-- Opening Marker --
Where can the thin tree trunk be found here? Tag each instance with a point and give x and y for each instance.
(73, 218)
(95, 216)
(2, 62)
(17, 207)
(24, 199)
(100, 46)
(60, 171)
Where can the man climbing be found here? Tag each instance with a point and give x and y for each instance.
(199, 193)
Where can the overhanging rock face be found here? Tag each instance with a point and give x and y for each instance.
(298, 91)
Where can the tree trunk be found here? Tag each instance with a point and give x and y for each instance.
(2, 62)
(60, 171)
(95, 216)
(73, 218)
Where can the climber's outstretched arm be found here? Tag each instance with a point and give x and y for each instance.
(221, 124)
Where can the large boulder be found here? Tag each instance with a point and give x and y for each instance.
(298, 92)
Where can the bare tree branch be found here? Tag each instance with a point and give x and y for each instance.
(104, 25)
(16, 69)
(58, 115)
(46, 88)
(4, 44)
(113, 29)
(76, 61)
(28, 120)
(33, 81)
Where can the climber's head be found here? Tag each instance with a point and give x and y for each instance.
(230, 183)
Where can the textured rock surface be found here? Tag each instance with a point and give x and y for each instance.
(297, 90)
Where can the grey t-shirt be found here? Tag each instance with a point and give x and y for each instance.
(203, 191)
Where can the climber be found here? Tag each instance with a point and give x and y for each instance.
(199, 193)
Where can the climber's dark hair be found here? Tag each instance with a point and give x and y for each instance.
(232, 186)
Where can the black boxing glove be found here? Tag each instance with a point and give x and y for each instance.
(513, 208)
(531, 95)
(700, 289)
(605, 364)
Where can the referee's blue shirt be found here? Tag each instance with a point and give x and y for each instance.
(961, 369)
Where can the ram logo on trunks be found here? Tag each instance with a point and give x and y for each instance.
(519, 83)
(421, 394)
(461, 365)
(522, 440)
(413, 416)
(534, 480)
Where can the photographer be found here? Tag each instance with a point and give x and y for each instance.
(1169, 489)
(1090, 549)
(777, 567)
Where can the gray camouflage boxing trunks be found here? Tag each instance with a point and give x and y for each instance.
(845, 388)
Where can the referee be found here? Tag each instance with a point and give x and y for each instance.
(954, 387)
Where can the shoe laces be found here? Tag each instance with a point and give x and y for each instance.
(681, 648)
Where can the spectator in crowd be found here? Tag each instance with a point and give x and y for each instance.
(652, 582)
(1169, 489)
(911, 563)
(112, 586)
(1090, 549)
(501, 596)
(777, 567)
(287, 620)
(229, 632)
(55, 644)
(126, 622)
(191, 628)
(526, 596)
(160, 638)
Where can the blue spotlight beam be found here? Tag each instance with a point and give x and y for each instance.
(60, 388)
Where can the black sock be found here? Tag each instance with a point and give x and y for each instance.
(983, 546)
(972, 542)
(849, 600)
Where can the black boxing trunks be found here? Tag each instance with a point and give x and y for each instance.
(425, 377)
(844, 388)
-- Closing Marker --
Required action: Nothing but the lines from the one with "Where can the referee be" through the final line of the records above should appear, each copied exactly.

Result of this exercise:
Where can the referee be found here? Tag each instance with a point and give x and y for each instance.
(954, 387)
Where can the shoe laces be found here? Tag each instance with a point and give x and y for each instance.
(681, 648)
Where can the spectator in crowd be found here? Tag each instance with a point and give x and y for each instance.
(652, 582)
(1169, 489)
(911, 563)
(112, 586)
(1090, 549)
(501, 596)
(777, 567)
(287, 620)
(229, 632)
(55, 644)
(126, 622)
(191, 628)
(526, 596)
(160, 638)
Where can the blue spotlight beam be found here? Tag each instance with a point and give x and y for each instance.
(60, 388)
Where can the black sock be found here? Tag each instance with a point and give x and y for each instance.
(983, 546)
(972, 542)
(849, 600)
Where can the black boxing trunks be found here? Tag each instance with a point and give x and y for each instance.
(425, 377)
(844, 388)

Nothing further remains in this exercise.